# General > Birdwatching >  Bird feeders

## Anji

I have three bird feeders - one each for nuts, mixed seed and black sunflower seeds.  This morning I had run out of the sunflower seeds and so filled that feeder with mixed seed instead.  It was hilarious to watch one of my regular greenfinches madly throwing all the seed out as he searched for his daily feed.  Within an hour, that feeder was empty and  other birds were tucking into the pile of seed on the ground underneath.
I really must make time to get out for some black sunflower seeds, or that greenfinch will leave home!

----------


## cazmanian_minx

How much do your birds go through?  I put feeders up for the first time at the weekend and the ones round here have gone through 4kg of mixed seed and 1kg of peanuts in a week - I'm refilling two or three times a day on the seed!

I'm loving watching them, but I'm not sure I can afford them!

----------


## the_count

If i thought the birds would come up to an upper floor flat window i would put feeders out. maybe i will give it a try later on this year and see what happens and you never know i might even post pictures lol  ::

----------


## Anji

I'm scared to add up how much I spend, but I usually buy a kilo of nuts, seeds and sunflower seeds most weekends.  I buy fat in the winter, too.  OH says I spend more on those birds than I do on him - and he's right!

----------


## Anji

> If i thought the birds would come up to an upper floor flat window i would put feeders out. maybe i will give it a try later on this year and see what happens and you never know i might even post pictures lol


Birds will go anywhere there is food (unless there's a cat around!).  Why wait until later in the year?  They need lots of food just now as many are still feeding fledglings.

----------


## cazmanian_minx

I think I'm going to have to go to Wick and load up with the 25kg bags from Pets At Home once a month!

Count - give it a go, you never know.

A couple of my pics from this afternoon:

----------


## Anji

[quote=cazmanian_minx;398430]I think I'm going to have to go to Wick and load up with the 25kg bags from Pets At Home once a month!

A couple of my pics from this afternoon:

Great photos!
In fact, the big bags of bird food from Pets At Home usually work out more expensive per kilo than the one kilo bags in the paper shop in Bridge Street, Wick.  Unfortunately, the paper shop doesn't sell niger seeds, and they attract some colourful birds.

● **WHAT IS ASKED**
Copy out the bird feeder thread word for word, everything from "I really must" down to "on the seed!".

● **SUPPLIED DATA**
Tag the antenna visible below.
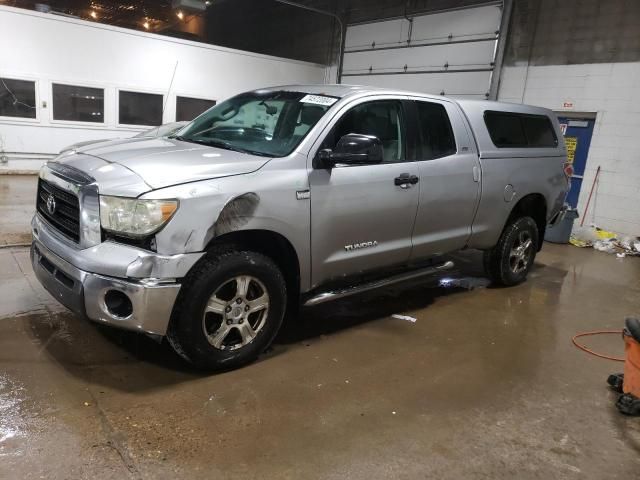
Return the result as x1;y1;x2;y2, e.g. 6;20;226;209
162;60;178;121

● **ANSWER FOR THIS EXERCISE**
I really must make time to get out for some black sunflower seeds, or that greenfinch will leave home!

----------


## cazmanian_minx

How much do your birds go through?  I put feeders up for the first time at the weekend and the ones round here have gone through 4kg of mixed seed and 1kg of peanuts in a week - I'm refilling two or three times a day on the seed!